▶ **INSTRUCTIONS TO FOLLOW**: Repeat the listing in full, exactly as it stands.

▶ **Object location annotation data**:
● ● ● ●

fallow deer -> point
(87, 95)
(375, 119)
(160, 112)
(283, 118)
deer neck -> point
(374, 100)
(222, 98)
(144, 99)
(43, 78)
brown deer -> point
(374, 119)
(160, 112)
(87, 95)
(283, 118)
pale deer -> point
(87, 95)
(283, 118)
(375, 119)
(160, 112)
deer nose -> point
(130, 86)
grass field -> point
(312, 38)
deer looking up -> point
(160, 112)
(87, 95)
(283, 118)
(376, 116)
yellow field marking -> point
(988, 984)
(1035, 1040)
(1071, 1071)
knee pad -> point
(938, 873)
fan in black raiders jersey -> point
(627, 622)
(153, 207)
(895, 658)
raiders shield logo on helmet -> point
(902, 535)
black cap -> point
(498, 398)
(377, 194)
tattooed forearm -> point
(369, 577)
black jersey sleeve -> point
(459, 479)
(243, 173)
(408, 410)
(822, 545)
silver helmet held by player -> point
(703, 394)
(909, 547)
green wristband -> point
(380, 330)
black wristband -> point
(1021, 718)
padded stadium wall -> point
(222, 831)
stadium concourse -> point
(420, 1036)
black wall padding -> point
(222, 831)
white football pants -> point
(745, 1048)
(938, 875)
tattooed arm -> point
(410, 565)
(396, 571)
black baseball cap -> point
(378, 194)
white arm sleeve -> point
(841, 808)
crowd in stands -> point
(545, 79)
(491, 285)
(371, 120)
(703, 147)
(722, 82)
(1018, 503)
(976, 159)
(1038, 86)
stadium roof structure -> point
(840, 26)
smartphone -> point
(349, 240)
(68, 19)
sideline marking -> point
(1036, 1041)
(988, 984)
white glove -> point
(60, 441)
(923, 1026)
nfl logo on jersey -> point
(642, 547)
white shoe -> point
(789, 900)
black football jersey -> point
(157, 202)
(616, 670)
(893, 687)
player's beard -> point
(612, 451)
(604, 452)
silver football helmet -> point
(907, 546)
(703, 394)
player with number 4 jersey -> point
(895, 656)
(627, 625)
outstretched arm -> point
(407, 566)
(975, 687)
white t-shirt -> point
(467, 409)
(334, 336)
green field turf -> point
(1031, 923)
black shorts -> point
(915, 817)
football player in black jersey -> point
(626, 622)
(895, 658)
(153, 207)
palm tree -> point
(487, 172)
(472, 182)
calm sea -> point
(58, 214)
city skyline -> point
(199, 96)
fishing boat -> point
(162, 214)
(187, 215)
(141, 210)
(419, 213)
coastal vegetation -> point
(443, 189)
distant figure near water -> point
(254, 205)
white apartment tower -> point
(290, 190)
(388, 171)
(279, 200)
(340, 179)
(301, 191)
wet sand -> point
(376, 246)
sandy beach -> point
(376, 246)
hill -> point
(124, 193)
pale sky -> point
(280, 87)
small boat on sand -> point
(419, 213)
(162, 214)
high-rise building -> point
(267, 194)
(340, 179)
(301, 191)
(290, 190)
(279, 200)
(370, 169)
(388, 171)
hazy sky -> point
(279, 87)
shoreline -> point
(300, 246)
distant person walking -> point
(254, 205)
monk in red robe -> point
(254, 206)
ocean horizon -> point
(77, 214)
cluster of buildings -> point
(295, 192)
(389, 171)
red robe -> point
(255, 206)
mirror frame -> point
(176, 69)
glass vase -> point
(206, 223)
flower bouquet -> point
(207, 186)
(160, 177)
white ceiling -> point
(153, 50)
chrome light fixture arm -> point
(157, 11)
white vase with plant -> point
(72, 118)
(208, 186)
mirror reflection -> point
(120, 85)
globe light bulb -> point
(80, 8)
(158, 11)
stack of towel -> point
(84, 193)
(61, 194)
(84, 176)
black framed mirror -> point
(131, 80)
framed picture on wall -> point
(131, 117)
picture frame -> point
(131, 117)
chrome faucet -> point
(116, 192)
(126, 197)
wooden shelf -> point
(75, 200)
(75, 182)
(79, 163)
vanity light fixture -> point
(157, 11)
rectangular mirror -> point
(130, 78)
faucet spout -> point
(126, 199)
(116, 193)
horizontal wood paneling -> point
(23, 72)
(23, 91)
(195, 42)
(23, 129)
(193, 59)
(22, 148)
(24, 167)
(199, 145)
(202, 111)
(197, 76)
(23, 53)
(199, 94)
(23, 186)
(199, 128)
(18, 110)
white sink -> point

● ● ● ●

▶ **EXERCISE RESULT**:
fallow deer -> point
(87, 95)
(375, 119)
(160, 112)
(283, 118)
deer neck -> point
(374, 100)
(222, 98)
(144, 99)
(43, 78)
brown deer -> point
(374, 119)
(160, 112)
(87, 95)
(283, 118)
pale deer -> point
(87, 95)
(283, 118)
(375, 119)
(160, 112)
deer nose -> point
(130, 86)
grass field -> point
(312, 38)
deer looking up -> point
(160, 112)
(87, 95)
(283, 118)
(376, 116)
yellow field marking -> point
(988, 984)
(1035, 1040)
(1071, 1071)
knee pad -> point
(938, 873)
fan in black raiders jersey -> point
(627, 622)
(153, 207)
(895, 658)
raiders shield logo on helmet -> point
(902, 535)
black cap -> point
(498, 398)
(377, 194)
tattooed forearm -> point
(369, 577)
black jersey sleeve -> point
(459, 479)
(243, 173)
(408, 410)
(822, 545)
silver helmet held by player -> point
(703, 394)
(909, 547)
green wristband -> point
(380, 330)
black wristband -> point
(1021, 718)
padded stadium wall -> point
(222, 831)
stadium concourse -> point
(420, 1036)
black wall padding -> point
(222, 831)
white football pants -> point
(745, 1048)
(938, 875)
tattooed arm -> point
(410, 565)
(396, 571)
black baseball cap -> point
(378, 194)
white arm sleeve -> point
(841, 808)
crowd in stands -> point
(545, 79)
(491, 285)
(371, 120)
(703, 147)
(722, 82)
(1018, 503)
(976, 159)
(1038, 86)
stadium roof structure -> point
(840, 26)
smartphone -> point
(349, 240)
(68, 19)
sideline marking -> point
(1036, 1041)
(988, 984)
white glove -> point
(60, 441)
(923, 1026)
nfl logo on jersey -> point
(642, 547)
white shoe -> point
(789, 900)
black football jersey -> point
(157, 202)
(616, 670)
(893, 687)
player's beard -> point
(612, 451)
(604, 452)
silver football helmet -> point
(907, 546)
(703, 394)
player with number 4 jersey -> point
(895, 656)
(627, 625)
outstretched arm -> point
(407, 566)
(975, 687)
white t-shirt -> point
(467, 409)
(334, 336)
green field turf -> point
(1031, 923)
black shorts -> point
(915, 817)
football player in black jersey -> point
(626, 622)
(895, 658)
(153, 207)
palm tree -> point
(487, 172)
(472, 182)
calm sea -> point
(58, 214)
city skyline -> point
(199, 96)
fishing boat -> point
(162, 214)
(187, 215)
(141, 210)
(419, 213)
coastal vegetation -> point
(443, 189)
distant figure near water -> point
(254, 205)
white apartment tower -> point
(290, 190)
(388, 171)
(279, 200)
(340, 179)
(301, 191)
wet sand -> point
(376, 246)
sandy beach -> point
(376, 246)
hill -> point
(124, 193)
pale sky -> point
(280, 87)
small boat on sand -> point
(419, 213)
(162, 214)
high-rise building -> point
(267, 194)
(340, 179)
(301, 191)
(290, 190)
(279, 200)
(370, 169)
(388, 171)
hazy sky -> point
(279, 87)
shoreline -> point
(300, 246)
distant person walking -> point
(254, 205)
monk in red robe -> point
(254, 206)
ocean horizon -> point
(77, 214)
cluster of buildings -> point
(295, 192)
(389, 171)
red robe -> point
(255, 206)
mirror frame -> point
(176, 69)
glass vase -> point
(206, 223)
flower bouquet -> point
(207, 186)
(160, 177)
white ceiling -> point
(153, 50)
chrome light fixture arm -> point
(157, 11)
white vase with plant -> point
(72, 118)
(208, 186)
mirror reflection -> point
(120, 85)
globe light bulb -> point
(80, 8)
(158, 11)
stack of towel -> point
(84, 193)
(61, 194)
(84, 176)
black framed mirror -> point
(131, 80)
framed picture on wall -> point
(131, 117)
picture frame -> point
(131, 117)
chrome faucet -> point
(116, 192)
(126, 197)
wooden shelf -> point
(75, 200)
(75, 182)
(79, 163)
vanity light fixture -> point
(157, 11)
rectangular mirror -> point
(130, 78)
faucet spout -> point
(126, 199)
(116, 193)
horizontal wood paneling -> point
(23, 72)
(23, 91)
(195, 42)
(23, 129)
(193, 59)
(22, 148)
(24, 167)
(199, 145)
(202, 111)
(197, 76)
(23, 53)
(199, 94)
(23, 186)
(199, 128)
(18, 110)
white sink -> point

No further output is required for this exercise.